◆ **Instructions to follow**: Return every line of the material below that contains the string "xmin".

◆ **Records provided**:
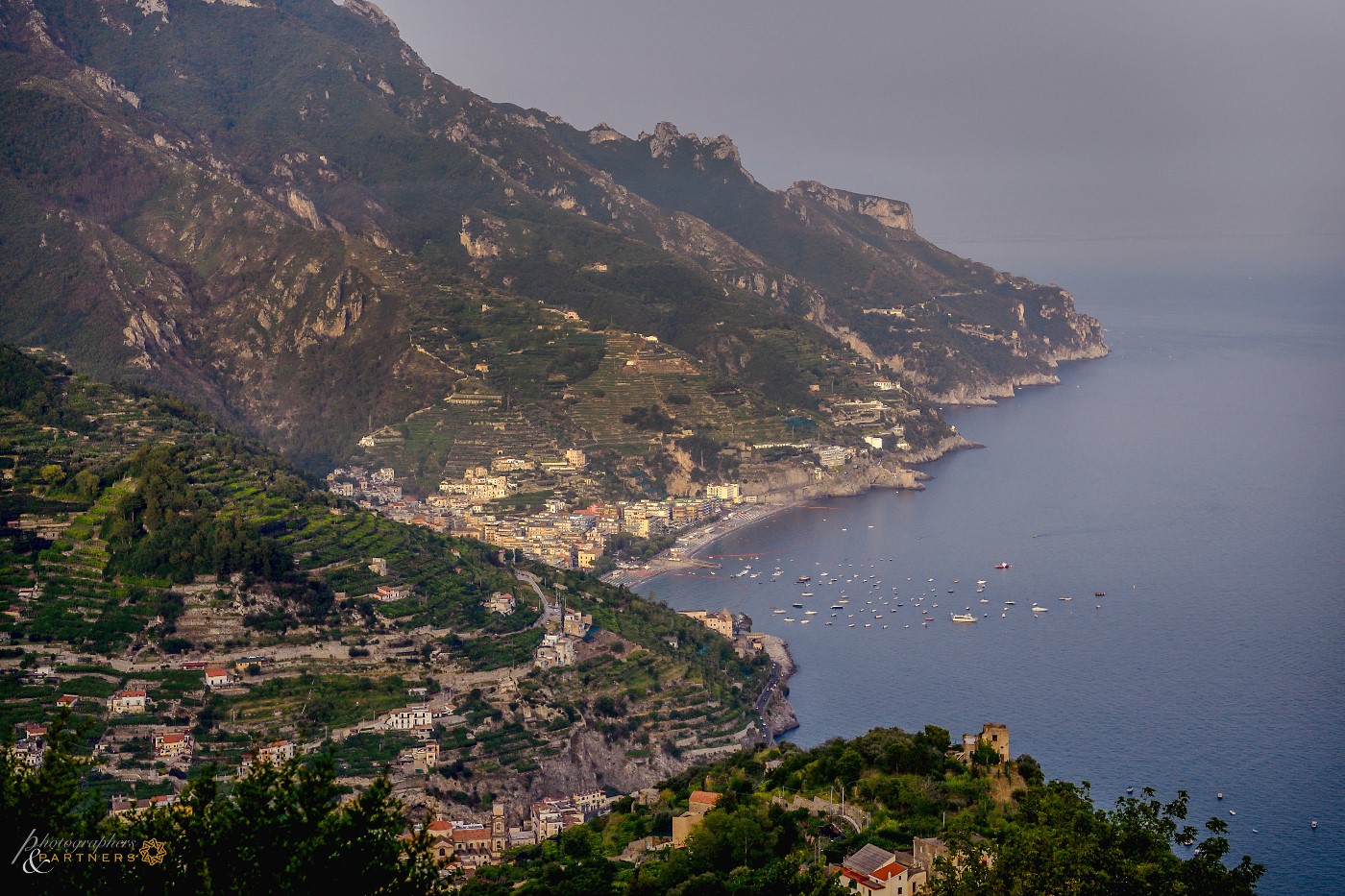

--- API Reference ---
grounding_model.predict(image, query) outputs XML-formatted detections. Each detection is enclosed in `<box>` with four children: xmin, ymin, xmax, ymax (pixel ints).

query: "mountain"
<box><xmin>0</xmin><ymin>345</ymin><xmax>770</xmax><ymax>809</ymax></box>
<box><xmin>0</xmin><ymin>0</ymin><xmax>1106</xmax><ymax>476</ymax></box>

---

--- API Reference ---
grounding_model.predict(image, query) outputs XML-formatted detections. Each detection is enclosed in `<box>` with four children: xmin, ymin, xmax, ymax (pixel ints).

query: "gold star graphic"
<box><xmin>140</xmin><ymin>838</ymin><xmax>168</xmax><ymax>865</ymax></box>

◆ **Task output**:
grounding_model.predict(image, query) outputs XML-formatted detections. Each detection is enclosed in `<box>` with four children: xmin, ymin, xmax, ymax (pixel ints).
<box><xmin>0</xmin><ymin>345</ymin><xmax>770</xmax><ymax>809</ymax></box>
<box><xmin>0</xmin><ymin>0</ymin><xmax>1106</xmax><ymax>476</ymax></box>
grounding_model.predict(image, query) outputs XML-formatted detections. Each detection is enclosed in `<box>` with four children: xmin, ymin, xmax, ymax (pixel ints).
<box><xmin>140</xmin><ymin>838</ymin><xmax>168</xmax><ymax>865</ymax></box>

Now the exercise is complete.